## Begin The records

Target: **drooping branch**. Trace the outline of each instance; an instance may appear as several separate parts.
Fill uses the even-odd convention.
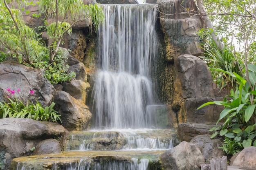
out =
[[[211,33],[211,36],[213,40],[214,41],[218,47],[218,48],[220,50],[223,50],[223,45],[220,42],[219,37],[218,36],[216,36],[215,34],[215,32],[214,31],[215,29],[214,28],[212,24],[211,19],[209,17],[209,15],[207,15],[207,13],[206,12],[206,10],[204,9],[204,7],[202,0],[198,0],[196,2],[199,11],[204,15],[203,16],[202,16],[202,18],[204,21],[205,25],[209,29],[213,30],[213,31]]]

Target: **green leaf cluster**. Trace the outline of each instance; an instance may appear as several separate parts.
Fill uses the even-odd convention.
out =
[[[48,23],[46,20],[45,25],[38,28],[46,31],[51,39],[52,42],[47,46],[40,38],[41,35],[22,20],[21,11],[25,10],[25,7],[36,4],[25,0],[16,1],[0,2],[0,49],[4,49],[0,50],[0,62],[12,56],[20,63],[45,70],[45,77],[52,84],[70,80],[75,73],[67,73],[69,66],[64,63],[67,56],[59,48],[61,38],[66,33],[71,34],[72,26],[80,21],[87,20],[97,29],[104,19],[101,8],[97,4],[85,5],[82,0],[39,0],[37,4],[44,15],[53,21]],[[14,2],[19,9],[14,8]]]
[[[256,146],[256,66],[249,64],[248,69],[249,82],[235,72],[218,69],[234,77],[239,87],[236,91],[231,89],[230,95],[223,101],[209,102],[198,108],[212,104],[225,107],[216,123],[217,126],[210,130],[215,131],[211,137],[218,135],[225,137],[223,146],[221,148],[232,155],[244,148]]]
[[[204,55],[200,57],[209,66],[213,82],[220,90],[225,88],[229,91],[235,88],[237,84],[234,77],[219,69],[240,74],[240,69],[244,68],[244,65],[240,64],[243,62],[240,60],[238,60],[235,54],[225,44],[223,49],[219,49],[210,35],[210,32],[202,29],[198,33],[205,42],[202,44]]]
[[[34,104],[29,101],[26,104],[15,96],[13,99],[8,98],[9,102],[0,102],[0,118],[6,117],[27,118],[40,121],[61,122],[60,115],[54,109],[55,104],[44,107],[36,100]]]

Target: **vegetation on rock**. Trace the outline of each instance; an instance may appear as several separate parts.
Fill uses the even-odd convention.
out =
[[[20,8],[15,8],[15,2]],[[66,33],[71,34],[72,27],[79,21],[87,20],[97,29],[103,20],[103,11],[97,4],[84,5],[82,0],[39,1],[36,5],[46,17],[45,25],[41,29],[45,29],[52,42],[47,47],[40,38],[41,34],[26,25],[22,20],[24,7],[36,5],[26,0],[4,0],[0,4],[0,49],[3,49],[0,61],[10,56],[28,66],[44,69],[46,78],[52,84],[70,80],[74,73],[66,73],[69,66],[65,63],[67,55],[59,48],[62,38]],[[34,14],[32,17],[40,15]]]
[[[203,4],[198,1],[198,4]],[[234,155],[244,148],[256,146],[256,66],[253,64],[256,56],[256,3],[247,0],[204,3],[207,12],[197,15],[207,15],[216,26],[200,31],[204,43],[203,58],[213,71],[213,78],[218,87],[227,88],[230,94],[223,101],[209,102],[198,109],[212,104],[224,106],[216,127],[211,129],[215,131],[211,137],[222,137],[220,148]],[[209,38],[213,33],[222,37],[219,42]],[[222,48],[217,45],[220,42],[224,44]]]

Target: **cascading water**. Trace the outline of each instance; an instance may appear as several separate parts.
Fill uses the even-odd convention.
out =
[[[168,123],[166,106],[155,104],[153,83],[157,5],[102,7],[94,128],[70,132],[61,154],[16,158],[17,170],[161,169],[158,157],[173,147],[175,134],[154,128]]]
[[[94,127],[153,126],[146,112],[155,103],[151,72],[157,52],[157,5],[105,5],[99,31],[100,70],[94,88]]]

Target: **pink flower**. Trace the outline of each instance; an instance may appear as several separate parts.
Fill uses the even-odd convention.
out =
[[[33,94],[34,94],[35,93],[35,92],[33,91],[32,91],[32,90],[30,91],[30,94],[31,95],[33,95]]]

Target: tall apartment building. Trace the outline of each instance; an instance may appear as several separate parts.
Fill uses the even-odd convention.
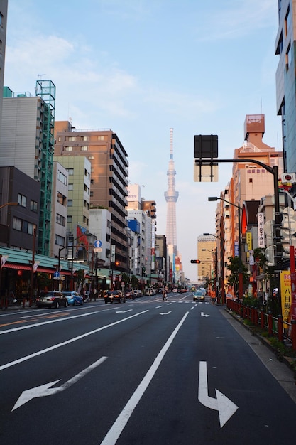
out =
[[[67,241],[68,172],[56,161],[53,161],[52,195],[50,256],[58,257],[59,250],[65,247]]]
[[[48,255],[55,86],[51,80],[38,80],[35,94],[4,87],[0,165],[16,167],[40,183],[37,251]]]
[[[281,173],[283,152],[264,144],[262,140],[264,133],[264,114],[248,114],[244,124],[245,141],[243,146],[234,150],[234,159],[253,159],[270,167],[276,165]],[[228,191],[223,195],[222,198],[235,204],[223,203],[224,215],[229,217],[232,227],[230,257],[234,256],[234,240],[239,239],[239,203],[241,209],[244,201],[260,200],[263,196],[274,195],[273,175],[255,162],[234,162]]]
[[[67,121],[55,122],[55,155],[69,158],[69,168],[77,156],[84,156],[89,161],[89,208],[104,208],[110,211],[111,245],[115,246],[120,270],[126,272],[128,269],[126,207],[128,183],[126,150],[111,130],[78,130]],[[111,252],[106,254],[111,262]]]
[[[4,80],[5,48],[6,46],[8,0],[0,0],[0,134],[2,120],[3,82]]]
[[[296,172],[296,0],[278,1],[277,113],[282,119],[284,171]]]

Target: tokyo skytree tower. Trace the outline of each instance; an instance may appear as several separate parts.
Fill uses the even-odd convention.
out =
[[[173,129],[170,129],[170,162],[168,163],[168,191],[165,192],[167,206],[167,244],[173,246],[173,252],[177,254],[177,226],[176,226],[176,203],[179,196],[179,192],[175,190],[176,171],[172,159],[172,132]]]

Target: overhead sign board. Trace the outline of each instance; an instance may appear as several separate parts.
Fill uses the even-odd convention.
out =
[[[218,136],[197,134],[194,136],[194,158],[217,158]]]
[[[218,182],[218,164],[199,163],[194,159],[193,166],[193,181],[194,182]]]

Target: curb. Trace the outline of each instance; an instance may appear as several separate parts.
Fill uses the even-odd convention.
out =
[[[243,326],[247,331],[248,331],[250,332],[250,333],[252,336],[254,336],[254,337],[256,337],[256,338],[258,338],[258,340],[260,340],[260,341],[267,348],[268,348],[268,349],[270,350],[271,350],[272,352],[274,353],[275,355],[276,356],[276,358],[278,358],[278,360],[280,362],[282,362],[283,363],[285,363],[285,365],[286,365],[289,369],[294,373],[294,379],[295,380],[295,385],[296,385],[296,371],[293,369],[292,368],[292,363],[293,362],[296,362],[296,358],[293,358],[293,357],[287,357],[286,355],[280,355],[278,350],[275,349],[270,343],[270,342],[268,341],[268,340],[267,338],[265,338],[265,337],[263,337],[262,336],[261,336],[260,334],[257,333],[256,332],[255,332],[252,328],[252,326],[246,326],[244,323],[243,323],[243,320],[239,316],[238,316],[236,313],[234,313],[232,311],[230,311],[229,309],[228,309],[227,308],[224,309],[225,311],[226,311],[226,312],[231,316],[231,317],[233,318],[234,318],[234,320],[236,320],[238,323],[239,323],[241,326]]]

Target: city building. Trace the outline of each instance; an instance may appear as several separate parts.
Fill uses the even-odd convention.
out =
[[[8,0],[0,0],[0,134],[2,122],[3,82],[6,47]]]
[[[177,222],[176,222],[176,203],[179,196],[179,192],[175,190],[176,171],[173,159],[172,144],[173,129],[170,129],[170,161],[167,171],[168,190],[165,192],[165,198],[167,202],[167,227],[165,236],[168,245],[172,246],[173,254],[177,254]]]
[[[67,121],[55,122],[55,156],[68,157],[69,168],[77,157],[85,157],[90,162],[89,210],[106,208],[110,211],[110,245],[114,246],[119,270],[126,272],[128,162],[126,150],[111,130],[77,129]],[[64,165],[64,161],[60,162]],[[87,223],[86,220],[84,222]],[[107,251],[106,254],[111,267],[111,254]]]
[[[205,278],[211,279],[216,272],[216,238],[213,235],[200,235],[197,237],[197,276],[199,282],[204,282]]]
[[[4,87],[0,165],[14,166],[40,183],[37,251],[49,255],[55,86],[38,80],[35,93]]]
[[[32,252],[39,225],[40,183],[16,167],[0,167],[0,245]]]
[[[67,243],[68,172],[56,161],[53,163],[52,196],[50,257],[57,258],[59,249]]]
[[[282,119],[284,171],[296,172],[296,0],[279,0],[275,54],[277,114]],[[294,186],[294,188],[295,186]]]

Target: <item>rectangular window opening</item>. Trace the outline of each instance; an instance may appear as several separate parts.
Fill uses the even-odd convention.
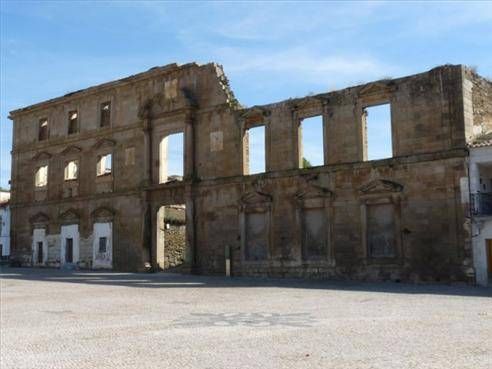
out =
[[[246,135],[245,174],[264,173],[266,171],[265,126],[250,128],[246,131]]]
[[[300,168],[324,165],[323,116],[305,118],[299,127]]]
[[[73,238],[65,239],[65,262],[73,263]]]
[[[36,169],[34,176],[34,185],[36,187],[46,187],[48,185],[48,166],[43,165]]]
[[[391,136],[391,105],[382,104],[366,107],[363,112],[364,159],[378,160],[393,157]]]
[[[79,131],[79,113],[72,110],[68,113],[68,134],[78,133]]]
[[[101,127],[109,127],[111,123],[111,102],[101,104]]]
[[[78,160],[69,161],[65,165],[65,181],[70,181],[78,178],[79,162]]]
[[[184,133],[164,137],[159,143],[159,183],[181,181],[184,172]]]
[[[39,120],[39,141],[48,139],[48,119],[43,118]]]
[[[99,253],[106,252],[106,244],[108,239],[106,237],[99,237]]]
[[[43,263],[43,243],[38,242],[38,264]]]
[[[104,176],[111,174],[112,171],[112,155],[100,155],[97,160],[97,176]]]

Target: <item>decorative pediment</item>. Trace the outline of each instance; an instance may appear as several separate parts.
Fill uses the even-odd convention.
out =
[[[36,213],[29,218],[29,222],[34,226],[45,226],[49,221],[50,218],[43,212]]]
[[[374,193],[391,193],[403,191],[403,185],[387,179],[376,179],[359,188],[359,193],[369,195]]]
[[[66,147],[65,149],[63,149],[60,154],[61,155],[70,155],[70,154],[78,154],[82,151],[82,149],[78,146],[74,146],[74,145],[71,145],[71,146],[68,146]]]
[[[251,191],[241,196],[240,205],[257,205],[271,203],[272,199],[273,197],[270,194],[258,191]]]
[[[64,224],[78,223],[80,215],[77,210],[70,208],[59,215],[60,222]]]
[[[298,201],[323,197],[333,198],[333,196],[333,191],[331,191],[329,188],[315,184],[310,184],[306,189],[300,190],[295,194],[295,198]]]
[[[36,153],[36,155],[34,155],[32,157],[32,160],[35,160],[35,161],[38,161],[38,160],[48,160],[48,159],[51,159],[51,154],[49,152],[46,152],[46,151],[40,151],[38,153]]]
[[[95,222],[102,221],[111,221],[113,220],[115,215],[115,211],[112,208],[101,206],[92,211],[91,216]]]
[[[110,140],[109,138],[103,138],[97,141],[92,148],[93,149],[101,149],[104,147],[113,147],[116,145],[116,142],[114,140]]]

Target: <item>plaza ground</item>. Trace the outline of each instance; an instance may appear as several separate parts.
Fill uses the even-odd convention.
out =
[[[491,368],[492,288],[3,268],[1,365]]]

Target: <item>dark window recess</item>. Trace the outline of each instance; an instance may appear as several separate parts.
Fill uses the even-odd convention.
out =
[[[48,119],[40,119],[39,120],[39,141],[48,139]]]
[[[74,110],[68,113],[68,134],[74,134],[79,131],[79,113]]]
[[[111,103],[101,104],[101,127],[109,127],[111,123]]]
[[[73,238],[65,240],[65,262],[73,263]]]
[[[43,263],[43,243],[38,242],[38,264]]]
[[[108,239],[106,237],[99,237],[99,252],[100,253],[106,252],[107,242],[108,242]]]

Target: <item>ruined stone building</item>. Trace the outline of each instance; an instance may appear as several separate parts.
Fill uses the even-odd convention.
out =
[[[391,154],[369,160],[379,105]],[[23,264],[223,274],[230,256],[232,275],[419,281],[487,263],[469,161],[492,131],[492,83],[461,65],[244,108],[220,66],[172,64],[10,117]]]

## End The records

**Problem to solve:** Only those lines running from the one containing "Target: <item>plaza ground</item>." through the last line of the data above are to be copied, exactly, with both ends included.

**The result:**
Target: <item>plaza ground</item>. Trace the outline of each instance; an instance may appear as several separate parts.
Fill uses the even-odd convention.
out =
[[[491,368],[492,288],[3,268],[1,365]]]

Target: <item>dark window recess</item>. Trace the outline of each instance; an instance may appear as several separate parts.
Fill uses the even-odd convention.
out =
[[[48,119],[40,119],[39,120],[39,141],[48,139]]]
[[[74,110],[68,113],[68,134],[74,134],[79,131],[79,113]]]
[[[111,103],[101,104],[101,127],[109,127],[111,123]]]
[[[73,238],[65,240],[65,262],[73,263]]]
[[[43,263],[43,243],[38,242],[38,264]]]
[[[108,239],[106,237],[99,237],[99,252],[100,253],[106,252],[107,242],[108,242]]]

Target: <item>ruined stone building</item>. Trace the outline of each instance; an instance may appear as several separate parts.
Fill uses the even-odd convention.
out =
[[[391,154],[369,160],[379,105]],[[23,264],[223,274],[230,256],[232,275],[419,281],[487,263],[469,161],[492,131],[492,83],[461,65],[244,108],[220,66],[172,64],[10,117]]]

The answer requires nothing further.